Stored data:
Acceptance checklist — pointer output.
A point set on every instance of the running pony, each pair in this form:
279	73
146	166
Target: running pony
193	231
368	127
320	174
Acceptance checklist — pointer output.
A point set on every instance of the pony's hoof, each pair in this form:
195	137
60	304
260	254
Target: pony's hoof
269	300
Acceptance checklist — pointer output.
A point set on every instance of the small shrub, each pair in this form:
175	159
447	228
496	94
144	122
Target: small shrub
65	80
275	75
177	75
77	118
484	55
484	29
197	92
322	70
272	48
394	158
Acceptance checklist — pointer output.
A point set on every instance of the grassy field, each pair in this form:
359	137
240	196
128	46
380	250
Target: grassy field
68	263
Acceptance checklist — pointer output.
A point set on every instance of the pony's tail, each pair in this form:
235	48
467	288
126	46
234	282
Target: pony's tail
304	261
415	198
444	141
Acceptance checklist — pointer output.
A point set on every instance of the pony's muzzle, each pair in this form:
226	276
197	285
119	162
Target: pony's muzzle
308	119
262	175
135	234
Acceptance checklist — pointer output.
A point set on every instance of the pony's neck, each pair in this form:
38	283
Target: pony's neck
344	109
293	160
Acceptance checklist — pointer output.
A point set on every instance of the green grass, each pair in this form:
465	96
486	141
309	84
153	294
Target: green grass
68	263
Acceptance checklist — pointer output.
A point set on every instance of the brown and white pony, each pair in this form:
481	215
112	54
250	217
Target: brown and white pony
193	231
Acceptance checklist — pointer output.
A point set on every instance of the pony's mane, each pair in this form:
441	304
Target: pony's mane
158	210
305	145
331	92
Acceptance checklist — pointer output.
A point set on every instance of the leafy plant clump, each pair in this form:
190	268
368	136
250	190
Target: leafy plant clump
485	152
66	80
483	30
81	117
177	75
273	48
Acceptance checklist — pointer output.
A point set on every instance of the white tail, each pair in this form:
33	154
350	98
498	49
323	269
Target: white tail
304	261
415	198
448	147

__Your objective__: Rewrite every one of the items above, swapping each "Target" for "Object" and leaving everything else unchanged.

__Full answer__:
Acceptance checklist — pointer output.
A point set on every instance of the running pony, each pair in this form:
279	73
146	166
Object: running pony
193	231
368	127
320	174
Acceptance checklist — pointer output.
A point set on every instance of the pony's hoof, each pair in this form:
195	137
60	304
260	254
Object: pony's hoof
269	300
Acceptance checklist — pointer output.
A point set on every instance of the small shrub, each pair in this form:
175	159
447	228
496	94
144	122
Object: small shrub
65	80
275	75
177	75
77	118
484	55
484	29
197	92
322	70
272	48
394	158
Acceptance checklist — pointer output.
A point set on every instance of the grassy field, each pair in this form:
359	137
240	196
128	46
380	250
Object: grassy field
68	263
Acceptance checklist — pointer output.
A point set on every instance of the pony's tail, each pair in this form:
235	48
467	288
126	46
234	282
Object: pony's tail
304	261
415	198
444	141
Acceptance checklist — pointer output.
A point set on every instance of the pony's muzzle, each pair in this form:
226	276
197	285
119	162
Object: pony's muzzle
308	119
262	175
135	234
Acceptance checklist — pointer output.
A point set on every instance of the pony's neck, each pair in this form:
38	283
Object: pony's neck
344	109
293	160
Acceptance checklist — pointer output.
A point set on every instance of the green grass, each pair in this form:
465	96
486	141
309	84
153	294
Object: green grass
68	263
Acceptance checklist — pointer output.
A point set on every instance of the brown and white pony, each pair in this form:
481	215
112	54
250	217
Object: brown and white pony
193	231
Acceptance checklist — pointer output.
A point set on every instance of the pony's mane, each pair in this form:
441	304
Object: pony's mane
158	210
305	145
331	92
Acceptance checklist — pointer output.
A point set on every instance of the leafy plant clump, each pair in this form:
190	268
368	136
250	190
Object: leafy plant clump
485	152
66	80
483	30
81	117
177	75
273	48
Acceptance checklist — pointer output.
A point set on every instance of the white tail, each pair in this form:
33	154
350	98
498	49
323	269
Object: white tail
304	261
415	198
448	147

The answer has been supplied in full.